### Ziel der Übung
Beantworte anhand des folgenden Textauszugs über das Buch „Vampire! Vampire!“ diese Fragen:
(a) Wie viele Punkte erhält das Buch?
(b) Durch welche zwei Methoden kann man laut der zitierten Definition einen Vampir sicher töten?
(c) Ab etwa welcher Seite liest sich das Buch laut dem Textauszug zäher?

Das Buch erhält 8 von 10 Punkten.

Historisch-Folkloristische Sicht

Markus Heitz setzt auf die historisch-folkloristische Sicht. Das bedeutet: Dracula und Co bekommen hier nur eine Erwähnung am Rande, auch für Heitz‘ eigene Vampire wird nur kurz auf die Quelle hingewiesen. Schnell stellt man fest: Historisch war der Vampir kaum gentlemanlike – und er kam in verschiedensten Formen und mit vielen Namen daher.

Viele dieser Namen zählt Markus Heitz auf und zu Beginn dachte ich auch mehrmals "Moment, ein Revenant ist doch etwas ganz anderes?!" Ja und nein – er hat gewisse Ähnlichkeiten zum Vampir, mehr als manche andere Wesen. Andererseits machen manche Phantasten heute eine wahre Wissenschaft aus der Klassifikation von Wesen, die es nicht einmal gibt.

Heitz' Definition des westlichen(!) Vampirs ist schließlich sehr vorsichtig:

Ein Vampir ist ein lebendiger, unverwester Toter, der aufgrund äußerer Umstände, Vererbung, Schicksal oder durch einen Vampir zum Vampir wurde, aus seinem Grab in unterschiedlicher Form in erster Linie nachts entweichen kann, um Mensch und Tier des Blutes zu berauben, was den Tod der Opfer zur Folge hat.

Das weitere Verhalten und die weiteren Fähigkeiten unterliegen regionalen Vorstellungen.

Töten kann man einen Vampir sicher durch das Verbrennen und Köpfen, Anwendung findet des Weiteren das Pfählen/Pflöcken (vorzugsweise des Herzens), wenn auch nicht immer mit sicherem Erfolg. (S. 83)

Das passt doch ganz gut, meint Heitz - und ich schließe mich dem an. Wer mehr über die vielfältigen regionalen Vorstellungen erfahren will, ist hier richtig - das Buch gibt gewissermaßen einen Crashkurs.

Leserfreundlicher Stil

Denn von einem nüchternen Sachbuch ist Vampire! Vampire! weit entfernt. Markus Heitz schneidet viele vampirähnliche Untote an, hält sich aber bei keinem Wesen lange auf. Er widersteht dabei auch der Versuchung, die eigene Verarbeitung hervorzuheben, wie mancher andere Autor - kurze Hinweise auf die Kinder des Judas gibt es, aber nur in einem Nebensatz.

Bis etwa Seite hundert liest sich das Buch kurzweilig. An diesem Punkt wird es ein Stück zäher: Jetzt geht es um die ernsthafte Auseinandersetzung mit Vampiren in früheren Zeiten. Aber das Buch unterhält auch gerade wegen der Quellen, denn die kuriosen Vorstellungen, die manche Menschen hatten, stehen in enormem Kontrast zu unserem "modernen" Vampir.

### Daten
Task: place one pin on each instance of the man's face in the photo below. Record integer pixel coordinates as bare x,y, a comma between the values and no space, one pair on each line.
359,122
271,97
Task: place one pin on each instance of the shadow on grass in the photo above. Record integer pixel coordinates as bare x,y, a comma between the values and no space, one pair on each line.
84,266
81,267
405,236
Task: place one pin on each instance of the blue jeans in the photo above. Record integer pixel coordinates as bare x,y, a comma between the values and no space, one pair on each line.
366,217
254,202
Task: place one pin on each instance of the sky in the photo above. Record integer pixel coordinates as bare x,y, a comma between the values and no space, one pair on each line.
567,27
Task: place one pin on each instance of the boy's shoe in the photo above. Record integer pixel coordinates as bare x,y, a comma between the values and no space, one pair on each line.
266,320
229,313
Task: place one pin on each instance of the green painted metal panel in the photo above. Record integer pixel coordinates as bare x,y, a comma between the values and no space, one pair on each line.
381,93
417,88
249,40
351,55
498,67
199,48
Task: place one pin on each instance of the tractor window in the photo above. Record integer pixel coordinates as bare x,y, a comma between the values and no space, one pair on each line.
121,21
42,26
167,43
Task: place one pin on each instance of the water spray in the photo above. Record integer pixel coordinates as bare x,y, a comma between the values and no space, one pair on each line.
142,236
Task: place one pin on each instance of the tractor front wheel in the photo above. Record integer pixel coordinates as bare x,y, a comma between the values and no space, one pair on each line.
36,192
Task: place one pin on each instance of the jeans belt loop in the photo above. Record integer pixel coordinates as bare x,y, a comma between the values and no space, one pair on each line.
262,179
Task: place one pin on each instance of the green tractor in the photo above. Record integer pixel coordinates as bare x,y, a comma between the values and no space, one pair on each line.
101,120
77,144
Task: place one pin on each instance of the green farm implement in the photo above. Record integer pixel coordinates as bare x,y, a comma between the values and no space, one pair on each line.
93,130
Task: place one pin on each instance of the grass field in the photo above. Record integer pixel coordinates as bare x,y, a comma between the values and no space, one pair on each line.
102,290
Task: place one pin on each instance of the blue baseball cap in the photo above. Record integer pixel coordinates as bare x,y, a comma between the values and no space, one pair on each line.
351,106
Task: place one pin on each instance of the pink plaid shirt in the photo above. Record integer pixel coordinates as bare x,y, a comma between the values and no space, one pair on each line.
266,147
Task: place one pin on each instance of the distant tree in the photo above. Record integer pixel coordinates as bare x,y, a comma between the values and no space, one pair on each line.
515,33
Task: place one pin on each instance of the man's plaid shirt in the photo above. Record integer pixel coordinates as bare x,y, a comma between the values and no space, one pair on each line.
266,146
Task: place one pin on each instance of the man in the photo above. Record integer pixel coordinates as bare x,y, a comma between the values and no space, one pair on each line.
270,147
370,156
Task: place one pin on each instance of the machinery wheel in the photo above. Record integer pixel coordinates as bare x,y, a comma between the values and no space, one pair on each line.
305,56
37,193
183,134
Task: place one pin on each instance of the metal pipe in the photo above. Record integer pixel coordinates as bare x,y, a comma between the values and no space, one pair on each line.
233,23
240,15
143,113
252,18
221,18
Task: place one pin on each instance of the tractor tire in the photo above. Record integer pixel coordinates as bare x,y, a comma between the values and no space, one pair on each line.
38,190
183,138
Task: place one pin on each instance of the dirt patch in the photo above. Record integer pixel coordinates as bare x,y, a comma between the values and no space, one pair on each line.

### Lösung
(a) Das Buch erhält 8 von 10 Punkten.
(b) Man kann einen Vampir sicher durch Verbrennen und Köpfen töten.
(c) Ab etwa Seite hundert liest sich das Buch zäher.